So now, assuming you find yourself in even limited agreement with what I have written above, think about the scenario I am about to outline. Imagine that you are a university administrator with the power to mandate offline attendance in classrooms and offline examinations for your students. And at some date in the foreseeable future, you decree that this must happen.

And some students come along and ask an entirely reasonable (to them, at any rate) question: why?

Why are offline attendance and offline examinations better than what we have right now?

What would your answers be?

A Pro-Classroom Argument

I am, if anything, against how learning is delivered today. Much lesser classroom teaching, much more discussions, much more of arguments, much more of thinking and writing (this ought to turn into a separate post!) is how I would prefer learning takes place.

But, if I had to force myself to think about what about traditional classroom teaching is good…

  1. Traditional classroom teaching, where the teacher talks and the students listen for the most part, allows for a much more systematic completion of the syllabus, and reduces the burden on the teacher. Teaching ought to become easier, and therefore (assumption alert) better.
  2. The teacher is able to focus on one particular aspect for the duration of that one class, and therefore is able to prepare accordingly. Random questions and answers, taking the class off on a tangent is all well and good, but you suffer, inevitably, a loss in depth when you go wide.
  3. A one-to-many mode of teaching ensures that all students have the same notes, and are in agreement about what was taught. Group based discussions (breakout rooms is what we call these things these days) for example, leaves students unaware of what was said in the other groups. Debriefing helps, but never completely.

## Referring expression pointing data
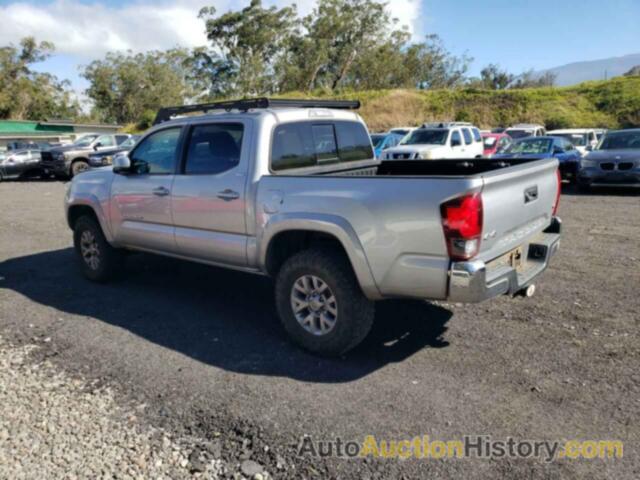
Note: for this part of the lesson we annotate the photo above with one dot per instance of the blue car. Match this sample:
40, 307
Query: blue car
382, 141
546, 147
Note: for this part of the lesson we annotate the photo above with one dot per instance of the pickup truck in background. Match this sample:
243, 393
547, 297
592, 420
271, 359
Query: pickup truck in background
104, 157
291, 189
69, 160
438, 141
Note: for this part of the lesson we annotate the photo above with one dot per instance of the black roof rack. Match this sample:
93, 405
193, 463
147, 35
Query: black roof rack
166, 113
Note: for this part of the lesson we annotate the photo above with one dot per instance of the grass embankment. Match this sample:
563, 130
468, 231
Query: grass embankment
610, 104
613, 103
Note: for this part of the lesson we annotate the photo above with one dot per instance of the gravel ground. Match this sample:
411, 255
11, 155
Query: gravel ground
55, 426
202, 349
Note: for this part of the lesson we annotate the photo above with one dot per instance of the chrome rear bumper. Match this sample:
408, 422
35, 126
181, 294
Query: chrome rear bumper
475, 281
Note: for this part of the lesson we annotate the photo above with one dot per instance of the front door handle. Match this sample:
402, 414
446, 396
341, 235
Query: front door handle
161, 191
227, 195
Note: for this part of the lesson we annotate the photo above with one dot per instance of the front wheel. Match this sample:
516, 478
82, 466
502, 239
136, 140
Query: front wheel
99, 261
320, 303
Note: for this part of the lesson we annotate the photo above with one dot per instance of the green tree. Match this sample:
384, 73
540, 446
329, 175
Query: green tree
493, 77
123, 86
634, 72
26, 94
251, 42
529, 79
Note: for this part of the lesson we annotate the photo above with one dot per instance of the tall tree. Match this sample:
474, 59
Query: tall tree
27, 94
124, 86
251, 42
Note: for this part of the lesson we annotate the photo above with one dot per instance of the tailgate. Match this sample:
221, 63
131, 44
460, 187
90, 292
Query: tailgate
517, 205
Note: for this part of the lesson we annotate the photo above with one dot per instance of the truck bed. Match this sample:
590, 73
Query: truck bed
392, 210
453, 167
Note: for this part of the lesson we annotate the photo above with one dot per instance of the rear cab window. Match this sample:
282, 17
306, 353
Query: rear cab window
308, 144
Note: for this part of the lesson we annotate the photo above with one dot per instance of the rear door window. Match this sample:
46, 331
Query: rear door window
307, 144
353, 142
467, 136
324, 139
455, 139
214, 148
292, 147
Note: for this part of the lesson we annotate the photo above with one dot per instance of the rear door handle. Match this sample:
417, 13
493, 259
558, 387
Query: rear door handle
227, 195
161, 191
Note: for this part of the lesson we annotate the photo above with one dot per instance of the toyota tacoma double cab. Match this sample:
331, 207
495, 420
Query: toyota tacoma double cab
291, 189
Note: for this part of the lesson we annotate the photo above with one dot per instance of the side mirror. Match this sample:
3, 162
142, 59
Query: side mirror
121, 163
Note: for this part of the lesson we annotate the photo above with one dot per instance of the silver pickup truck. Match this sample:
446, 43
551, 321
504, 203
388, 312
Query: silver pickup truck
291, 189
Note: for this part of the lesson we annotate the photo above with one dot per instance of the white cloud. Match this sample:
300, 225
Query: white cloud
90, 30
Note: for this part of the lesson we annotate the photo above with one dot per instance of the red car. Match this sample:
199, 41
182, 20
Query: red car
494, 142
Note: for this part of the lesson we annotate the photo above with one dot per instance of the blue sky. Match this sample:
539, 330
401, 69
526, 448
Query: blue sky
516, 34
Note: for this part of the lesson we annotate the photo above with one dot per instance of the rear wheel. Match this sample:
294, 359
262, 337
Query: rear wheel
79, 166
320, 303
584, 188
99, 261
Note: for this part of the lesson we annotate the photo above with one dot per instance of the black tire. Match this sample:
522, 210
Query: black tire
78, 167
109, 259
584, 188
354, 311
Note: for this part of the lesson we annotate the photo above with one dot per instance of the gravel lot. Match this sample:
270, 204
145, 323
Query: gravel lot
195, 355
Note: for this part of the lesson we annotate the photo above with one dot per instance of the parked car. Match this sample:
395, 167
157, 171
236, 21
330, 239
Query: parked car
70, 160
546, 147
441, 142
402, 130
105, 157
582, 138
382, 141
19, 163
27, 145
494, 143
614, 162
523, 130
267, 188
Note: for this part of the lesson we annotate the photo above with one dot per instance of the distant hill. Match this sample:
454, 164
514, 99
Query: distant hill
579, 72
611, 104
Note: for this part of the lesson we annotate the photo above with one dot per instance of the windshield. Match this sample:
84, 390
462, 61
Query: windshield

## Work instruction
Continue the passage on offline classroom teaching from the end of its third numbered point.

## Task answer
  4. Do we underrate “sit still and listen” these days? Yes, long classes and having to focus on the voice that drones on is easy to make fun of, but have we collectively lost the art of sitting still and listening? Might we be inculcating the value of sustained concentration by having traditional classes, and might this in fact be a good thing?
  5. If a class is going to be about listening on a one-to-many basis, does this reduce the cognitive load on the student? Freed from all other requirements, classroom teaching might free up the student to learn more, by reducing the amount of effort demanded from her?
  6. Two points about discussions and debates. Doesn’t limiting the scope for discussions and debates in class make it better, by having only genuine doubts and disagreements being raised? Forcing students to take part in a discussion or a debate, when most of them seem to not want to, can end up making them uncomfortable. It can also be a time-consuming affair, and all for points that perhaps were not worth it. On the other hand, leaving only ten minutes or so for discussion at the end will “bubble up” only the most willing, most eager and most well-thought out responses. That is a good thing, right?
  7. Is a classroom really the best place to debate and discuss? Is not the opportunity cost of having to listen to your peers, rather than the person with the most amount of knowledge about the subject (the professor), very high? Students can (and should!) debate issues raised in class – but outside.

I find myself unable to come up with more, but I’m sure there are other arguments to be made for classroom-based, one-teacher-talks-many-students-listen-based model. What am I missing?